Reading passage —
I wonder why x^0 equals 1

skullpatrol · Answer

@satellite73 in math we don't have "debates" sir :-)

anonymous · Answer

wanna bet?

skullpatrol · Answer

Not at this level then.

skullpatrol · Answer

This is an elementary algebra question.

anonymous · Answer

http://www.math.toronto.edu/mathnet/questionCorner/powerof0.html

tkhunny · Answer

Sometimes, we can argue or not argue, but if you want something consistent with the rest of the system, you just go with it.

jadeishere · Answer

Is this a serious question because it's pretty easy to answer?

cwrw238 · Answer

1 = x^ a / x^a = x^(a-a) = x^0

skullpatrol · Answer

That @cwrw238 is true for x not equal to 0.

cwrw238 · Answer

yes - i was just answering BlackLabel's question

anonymous · Answer

0^0 reminds me of infinity^0

solomonzelman · Answer

$\normalsize\color{black}{ \bf 0^{0}=0^{1-1}=\frac{0^{\LARGE 1}}{0^{\LARGE 1}} =\LARGE\frac{0}{0}  }$

skullpatrol · Answer

but @SolomonZelman 0 has no reciprocal

solomonzelman · Answer

and ?

skullpatrol · Answer

So 0^0 has no meaning because division by 0 has no meaning.

Task directions — Please answer from the thread on why x^0 equals 1: according to its final post, why does 0^0 have no meaning?

Supplied records —
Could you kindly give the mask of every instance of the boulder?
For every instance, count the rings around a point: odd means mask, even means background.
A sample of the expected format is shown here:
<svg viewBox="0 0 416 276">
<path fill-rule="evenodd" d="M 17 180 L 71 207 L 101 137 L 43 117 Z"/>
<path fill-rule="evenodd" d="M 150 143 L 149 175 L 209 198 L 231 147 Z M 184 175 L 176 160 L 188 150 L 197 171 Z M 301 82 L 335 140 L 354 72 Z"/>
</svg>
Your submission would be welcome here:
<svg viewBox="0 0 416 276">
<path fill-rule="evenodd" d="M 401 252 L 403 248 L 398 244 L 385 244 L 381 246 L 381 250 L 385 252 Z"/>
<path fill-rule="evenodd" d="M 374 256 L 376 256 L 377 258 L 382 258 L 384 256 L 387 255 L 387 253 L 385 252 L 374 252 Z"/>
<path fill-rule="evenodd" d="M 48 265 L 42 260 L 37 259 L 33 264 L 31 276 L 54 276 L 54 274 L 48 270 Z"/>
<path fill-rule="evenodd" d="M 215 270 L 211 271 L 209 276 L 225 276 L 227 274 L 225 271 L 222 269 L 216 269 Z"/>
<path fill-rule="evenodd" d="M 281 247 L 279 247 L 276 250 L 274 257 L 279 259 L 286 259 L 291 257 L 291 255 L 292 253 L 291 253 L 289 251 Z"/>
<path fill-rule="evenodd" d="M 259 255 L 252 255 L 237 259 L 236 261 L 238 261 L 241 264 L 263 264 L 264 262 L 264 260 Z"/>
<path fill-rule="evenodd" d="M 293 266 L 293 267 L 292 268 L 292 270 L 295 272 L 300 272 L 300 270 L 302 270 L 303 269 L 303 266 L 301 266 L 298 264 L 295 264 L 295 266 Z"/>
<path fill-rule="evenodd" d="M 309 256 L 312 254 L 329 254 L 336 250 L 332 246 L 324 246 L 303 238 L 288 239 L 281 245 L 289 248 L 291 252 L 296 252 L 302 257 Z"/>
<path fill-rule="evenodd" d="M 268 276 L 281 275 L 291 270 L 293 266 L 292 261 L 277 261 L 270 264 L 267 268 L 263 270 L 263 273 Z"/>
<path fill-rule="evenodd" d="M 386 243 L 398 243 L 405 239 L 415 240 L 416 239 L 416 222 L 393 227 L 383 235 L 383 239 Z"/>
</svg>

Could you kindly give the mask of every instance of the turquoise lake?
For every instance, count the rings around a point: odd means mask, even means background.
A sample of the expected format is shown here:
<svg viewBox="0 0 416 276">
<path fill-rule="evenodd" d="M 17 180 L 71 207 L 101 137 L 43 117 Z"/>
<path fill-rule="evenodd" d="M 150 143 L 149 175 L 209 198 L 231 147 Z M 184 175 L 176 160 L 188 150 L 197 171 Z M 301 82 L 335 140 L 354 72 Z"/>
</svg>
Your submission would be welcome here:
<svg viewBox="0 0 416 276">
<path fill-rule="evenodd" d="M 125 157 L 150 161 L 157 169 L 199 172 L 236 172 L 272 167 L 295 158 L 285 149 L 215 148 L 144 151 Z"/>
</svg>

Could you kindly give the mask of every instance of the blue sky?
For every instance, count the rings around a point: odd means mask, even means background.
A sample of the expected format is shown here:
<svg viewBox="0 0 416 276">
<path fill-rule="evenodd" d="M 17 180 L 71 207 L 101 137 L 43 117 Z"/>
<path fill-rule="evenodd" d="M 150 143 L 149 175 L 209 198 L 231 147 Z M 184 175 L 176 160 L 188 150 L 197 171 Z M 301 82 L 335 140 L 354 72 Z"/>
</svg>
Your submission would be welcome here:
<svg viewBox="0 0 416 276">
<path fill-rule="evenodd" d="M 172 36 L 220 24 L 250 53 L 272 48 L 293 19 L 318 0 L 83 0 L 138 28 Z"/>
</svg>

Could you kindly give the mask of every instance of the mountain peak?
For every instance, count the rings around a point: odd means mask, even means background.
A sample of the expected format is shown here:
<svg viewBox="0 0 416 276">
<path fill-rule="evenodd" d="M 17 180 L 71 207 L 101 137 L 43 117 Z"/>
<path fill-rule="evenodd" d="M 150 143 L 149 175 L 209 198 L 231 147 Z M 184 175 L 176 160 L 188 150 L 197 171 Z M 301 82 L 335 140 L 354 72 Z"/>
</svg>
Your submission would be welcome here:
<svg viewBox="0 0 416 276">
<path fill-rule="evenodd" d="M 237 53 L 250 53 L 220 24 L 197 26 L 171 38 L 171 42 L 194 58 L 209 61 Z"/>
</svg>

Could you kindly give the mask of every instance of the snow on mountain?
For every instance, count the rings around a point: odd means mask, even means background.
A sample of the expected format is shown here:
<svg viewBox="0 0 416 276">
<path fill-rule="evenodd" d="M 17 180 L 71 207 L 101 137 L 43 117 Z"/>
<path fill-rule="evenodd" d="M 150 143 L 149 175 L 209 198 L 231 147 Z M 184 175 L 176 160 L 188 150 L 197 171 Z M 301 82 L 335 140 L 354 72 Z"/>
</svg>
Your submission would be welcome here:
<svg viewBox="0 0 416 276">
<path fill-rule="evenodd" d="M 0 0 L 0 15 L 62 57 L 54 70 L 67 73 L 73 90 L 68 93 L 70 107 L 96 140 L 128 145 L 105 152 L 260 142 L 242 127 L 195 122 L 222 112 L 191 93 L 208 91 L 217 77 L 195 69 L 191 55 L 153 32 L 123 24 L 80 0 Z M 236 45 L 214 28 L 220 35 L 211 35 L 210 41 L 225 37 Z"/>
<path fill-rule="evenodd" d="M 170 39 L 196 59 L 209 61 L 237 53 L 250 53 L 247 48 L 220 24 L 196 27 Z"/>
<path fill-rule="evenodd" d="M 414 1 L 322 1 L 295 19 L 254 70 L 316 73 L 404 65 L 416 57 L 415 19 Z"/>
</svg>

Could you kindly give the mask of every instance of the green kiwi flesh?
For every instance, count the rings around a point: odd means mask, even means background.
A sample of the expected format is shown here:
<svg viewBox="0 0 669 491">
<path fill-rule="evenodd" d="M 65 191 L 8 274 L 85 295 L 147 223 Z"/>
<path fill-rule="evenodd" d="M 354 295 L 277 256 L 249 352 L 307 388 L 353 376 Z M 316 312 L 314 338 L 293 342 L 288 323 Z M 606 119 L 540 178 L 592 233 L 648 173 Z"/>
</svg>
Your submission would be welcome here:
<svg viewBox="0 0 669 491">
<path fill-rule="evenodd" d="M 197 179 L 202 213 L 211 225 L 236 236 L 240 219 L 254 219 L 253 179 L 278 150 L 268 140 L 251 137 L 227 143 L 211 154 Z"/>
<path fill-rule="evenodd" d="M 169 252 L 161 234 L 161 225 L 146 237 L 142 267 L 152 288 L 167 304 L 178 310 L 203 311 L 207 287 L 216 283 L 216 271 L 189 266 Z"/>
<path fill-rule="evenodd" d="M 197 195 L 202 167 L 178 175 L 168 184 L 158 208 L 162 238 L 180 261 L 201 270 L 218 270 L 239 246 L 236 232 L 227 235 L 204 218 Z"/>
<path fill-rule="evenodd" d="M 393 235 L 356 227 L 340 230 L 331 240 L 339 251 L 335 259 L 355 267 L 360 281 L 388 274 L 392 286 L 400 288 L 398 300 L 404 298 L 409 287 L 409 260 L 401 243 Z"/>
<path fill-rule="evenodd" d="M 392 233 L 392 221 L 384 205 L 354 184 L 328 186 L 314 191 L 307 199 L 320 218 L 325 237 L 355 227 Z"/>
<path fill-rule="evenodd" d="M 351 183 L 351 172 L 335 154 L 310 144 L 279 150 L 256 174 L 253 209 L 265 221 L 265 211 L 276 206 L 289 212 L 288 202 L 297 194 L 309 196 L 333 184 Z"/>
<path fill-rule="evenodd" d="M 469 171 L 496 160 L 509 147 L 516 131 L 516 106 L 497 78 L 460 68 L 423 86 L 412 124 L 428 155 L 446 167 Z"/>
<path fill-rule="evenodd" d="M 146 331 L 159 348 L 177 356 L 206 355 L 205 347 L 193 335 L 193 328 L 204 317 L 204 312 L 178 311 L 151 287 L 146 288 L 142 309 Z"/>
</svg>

...

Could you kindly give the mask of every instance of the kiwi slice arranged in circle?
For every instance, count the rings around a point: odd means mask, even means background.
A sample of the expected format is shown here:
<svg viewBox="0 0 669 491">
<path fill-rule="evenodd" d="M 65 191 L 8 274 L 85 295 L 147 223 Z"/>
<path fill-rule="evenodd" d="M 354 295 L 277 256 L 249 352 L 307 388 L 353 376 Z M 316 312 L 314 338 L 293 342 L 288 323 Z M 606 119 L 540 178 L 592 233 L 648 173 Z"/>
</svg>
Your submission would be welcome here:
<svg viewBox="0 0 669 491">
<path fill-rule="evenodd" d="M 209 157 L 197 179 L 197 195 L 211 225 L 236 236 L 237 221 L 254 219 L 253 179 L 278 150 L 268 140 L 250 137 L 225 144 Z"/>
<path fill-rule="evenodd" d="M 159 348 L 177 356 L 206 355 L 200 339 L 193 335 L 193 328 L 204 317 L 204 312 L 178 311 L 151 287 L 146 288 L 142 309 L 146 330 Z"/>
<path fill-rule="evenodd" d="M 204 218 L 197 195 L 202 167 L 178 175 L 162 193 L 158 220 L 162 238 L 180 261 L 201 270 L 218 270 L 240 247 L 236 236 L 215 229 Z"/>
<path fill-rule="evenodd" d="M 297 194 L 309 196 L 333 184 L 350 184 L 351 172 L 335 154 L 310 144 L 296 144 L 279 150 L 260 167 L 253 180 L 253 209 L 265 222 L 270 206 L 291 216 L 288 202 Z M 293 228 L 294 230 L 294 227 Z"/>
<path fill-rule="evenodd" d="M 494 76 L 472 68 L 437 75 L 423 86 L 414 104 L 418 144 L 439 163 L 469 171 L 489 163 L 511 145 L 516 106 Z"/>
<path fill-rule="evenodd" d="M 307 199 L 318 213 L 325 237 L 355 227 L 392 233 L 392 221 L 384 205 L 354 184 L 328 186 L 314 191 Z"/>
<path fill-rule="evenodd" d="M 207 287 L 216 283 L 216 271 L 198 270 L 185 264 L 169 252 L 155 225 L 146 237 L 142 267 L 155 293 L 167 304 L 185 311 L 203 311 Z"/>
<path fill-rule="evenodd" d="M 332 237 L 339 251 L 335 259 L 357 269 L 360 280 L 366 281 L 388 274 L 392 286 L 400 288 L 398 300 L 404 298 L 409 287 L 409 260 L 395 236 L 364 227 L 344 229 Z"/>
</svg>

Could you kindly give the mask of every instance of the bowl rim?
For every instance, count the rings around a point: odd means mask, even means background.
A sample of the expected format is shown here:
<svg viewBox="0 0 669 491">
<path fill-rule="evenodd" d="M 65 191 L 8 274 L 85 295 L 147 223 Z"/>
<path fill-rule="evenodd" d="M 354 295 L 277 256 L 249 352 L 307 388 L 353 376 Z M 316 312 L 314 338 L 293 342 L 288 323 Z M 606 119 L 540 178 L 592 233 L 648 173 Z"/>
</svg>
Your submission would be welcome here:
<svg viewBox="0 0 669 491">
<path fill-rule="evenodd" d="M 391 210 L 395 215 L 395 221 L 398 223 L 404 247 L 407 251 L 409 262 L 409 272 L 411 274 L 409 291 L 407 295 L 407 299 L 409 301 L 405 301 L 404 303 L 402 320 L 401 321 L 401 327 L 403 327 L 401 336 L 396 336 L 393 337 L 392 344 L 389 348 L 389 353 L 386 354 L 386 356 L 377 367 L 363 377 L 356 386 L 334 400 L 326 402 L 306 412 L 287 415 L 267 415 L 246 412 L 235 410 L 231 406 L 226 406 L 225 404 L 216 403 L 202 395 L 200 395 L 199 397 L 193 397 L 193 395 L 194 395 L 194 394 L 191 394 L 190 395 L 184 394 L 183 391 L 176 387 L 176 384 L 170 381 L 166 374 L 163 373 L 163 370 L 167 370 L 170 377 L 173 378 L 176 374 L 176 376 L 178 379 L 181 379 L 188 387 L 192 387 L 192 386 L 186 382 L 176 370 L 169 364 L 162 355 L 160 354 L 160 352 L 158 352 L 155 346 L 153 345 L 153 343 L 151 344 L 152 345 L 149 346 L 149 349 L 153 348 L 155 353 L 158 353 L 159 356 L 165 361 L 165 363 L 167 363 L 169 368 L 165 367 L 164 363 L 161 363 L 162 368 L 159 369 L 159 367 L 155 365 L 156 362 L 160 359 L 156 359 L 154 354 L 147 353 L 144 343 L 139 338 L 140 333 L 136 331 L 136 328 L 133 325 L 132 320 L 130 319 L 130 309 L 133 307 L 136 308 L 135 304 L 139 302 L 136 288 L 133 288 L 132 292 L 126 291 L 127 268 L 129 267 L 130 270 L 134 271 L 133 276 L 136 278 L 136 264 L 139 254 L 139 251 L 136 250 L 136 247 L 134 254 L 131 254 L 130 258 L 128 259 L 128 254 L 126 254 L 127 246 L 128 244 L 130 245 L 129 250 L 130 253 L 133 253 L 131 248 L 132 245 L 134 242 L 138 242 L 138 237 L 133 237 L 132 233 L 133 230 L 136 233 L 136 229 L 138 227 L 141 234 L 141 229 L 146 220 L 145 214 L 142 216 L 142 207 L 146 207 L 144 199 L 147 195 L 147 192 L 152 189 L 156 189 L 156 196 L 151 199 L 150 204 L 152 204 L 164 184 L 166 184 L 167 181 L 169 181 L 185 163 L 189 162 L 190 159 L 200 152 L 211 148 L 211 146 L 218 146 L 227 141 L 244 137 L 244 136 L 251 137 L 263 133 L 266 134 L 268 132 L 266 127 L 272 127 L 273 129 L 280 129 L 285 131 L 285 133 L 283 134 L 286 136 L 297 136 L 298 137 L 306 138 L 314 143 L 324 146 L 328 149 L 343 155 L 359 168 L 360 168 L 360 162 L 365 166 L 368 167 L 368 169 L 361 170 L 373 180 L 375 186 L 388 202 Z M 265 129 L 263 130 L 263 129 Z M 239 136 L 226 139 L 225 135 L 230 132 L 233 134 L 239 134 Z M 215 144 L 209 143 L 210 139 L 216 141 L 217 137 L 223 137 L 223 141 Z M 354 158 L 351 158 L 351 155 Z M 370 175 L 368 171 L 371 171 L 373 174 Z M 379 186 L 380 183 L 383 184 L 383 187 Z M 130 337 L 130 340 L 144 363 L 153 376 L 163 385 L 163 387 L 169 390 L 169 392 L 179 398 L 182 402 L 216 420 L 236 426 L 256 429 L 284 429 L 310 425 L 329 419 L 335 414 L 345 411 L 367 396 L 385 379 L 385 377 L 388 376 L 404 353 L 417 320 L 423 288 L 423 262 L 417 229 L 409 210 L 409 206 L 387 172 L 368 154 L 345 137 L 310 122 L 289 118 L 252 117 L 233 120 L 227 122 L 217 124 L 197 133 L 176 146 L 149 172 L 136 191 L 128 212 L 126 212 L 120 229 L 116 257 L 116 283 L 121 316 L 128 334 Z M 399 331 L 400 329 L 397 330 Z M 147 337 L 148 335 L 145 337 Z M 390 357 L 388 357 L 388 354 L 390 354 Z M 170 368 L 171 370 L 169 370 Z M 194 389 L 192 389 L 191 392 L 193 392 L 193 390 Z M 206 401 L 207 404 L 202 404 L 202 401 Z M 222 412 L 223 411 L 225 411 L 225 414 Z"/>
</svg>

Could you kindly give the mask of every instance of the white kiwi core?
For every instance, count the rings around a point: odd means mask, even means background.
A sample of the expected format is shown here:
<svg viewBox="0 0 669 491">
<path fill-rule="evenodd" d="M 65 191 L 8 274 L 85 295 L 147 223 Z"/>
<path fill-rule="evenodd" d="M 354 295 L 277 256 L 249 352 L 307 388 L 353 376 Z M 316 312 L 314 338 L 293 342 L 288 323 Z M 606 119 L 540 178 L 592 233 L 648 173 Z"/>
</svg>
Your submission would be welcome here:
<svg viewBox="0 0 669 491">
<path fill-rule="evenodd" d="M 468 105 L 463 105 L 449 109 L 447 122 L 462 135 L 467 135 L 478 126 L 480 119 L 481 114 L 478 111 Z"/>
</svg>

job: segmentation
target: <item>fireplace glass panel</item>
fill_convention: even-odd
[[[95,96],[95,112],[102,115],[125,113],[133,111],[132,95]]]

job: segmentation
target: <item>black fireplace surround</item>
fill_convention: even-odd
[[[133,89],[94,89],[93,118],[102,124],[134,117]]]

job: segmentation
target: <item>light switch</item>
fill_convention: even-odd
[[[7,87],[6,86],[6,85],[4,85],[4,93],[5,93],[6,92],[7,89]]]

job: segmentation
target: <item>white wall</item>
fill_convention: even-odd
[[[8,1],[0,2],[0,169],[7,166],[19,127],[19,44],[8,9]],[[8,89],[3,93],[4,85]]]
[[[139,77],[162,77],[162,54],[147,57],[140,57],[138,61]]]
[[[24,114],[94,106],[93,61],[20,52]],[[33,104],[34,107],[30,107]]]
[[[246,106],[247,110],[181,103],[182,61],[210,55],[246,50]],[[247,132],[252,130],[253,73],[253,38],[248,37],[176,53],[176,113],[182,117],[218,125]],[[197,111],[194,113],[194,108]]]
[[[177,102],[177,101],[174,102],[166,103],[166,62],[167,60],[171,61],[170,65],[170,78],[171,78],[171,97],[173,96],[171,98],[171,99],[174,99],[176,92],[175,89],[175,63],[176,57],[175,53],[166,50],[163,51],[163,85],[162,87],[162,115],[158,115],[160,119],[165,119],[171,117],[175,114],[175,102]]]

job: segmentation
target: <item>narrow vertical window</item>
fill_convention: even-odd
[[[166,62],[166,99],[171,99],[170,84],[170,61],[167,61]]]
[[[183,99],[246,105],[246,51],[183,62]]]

---

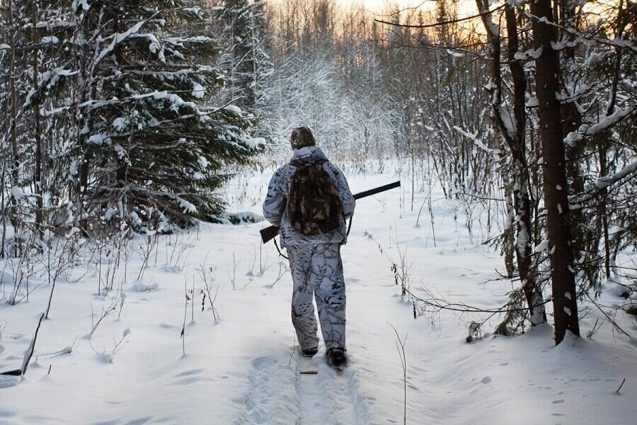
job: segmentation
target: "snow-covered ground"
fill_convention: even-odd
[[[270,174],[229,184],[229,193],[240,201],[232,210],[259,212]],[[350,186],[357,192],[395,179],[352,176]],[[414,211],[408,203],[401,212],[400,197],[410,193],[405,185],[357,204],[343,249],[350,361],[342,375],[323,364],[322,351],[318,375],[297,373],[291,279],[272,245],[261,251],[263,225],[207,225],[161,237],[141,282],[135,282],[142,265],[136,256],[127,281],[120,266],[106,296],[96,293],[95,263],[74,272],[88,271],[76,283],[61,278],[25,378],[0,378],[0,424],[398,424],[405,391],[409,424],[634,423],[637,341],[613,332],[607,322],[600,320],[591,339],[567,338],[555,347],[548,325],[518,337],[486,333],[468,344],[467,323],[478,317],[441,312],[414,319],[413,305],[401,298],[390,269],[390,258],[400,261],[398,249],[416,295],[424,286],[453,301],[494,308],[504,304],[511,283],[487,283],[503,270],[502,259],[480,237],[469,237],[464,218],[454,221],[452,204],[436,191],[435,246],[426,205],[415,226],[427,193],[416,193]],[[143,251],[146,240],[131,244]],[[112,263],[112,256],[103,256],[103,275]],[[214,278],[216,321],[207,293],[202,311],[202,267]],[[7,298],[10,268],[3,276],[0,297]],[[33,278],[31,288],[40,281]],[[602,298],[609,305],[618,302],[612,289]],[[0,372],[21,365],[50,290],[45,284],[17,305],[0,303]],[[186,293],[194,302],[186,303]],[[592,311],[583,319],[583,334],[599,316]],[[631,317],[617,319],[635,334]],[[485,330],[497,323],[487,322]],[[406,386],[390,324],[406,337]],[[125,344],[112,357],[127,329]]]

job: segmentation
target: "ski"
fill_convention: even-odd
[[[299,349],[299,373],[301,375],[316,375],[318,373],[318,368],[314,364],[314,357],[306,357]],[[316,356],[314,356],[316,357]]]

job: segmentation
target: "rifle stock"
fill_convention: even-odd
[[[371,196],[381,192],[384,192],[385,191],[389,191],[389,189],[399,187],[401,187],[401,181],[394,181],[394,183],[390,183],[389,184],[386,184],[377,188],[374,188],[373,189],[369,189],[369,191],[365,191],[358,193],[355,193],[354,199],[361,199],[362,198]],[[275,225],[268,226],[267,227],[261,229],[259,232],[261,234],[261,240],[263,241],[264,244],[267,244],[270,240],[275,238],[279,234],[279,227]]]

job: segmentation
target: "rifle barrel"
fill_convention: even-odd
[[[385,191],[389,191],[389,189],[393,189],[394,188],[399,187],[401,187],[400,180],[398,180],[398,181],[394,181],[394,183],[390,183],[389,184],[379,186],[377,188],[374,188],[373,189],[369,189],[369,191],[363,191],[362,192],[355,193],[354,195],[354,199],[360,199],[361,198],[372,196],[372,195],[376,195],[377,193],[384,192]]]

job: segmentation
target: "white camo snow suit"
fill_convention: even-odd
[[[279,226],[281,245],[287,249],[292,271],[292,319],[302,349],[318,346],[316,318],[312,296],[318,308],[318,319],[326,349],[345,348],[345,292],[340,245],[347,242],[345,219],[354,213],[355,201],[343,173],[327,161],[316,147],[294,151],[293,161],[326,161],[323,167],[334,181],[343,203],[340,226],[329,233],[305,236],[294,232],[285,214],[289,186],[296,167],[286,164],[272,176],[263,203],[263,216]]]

Task solution — Because division by 0 has no meaning.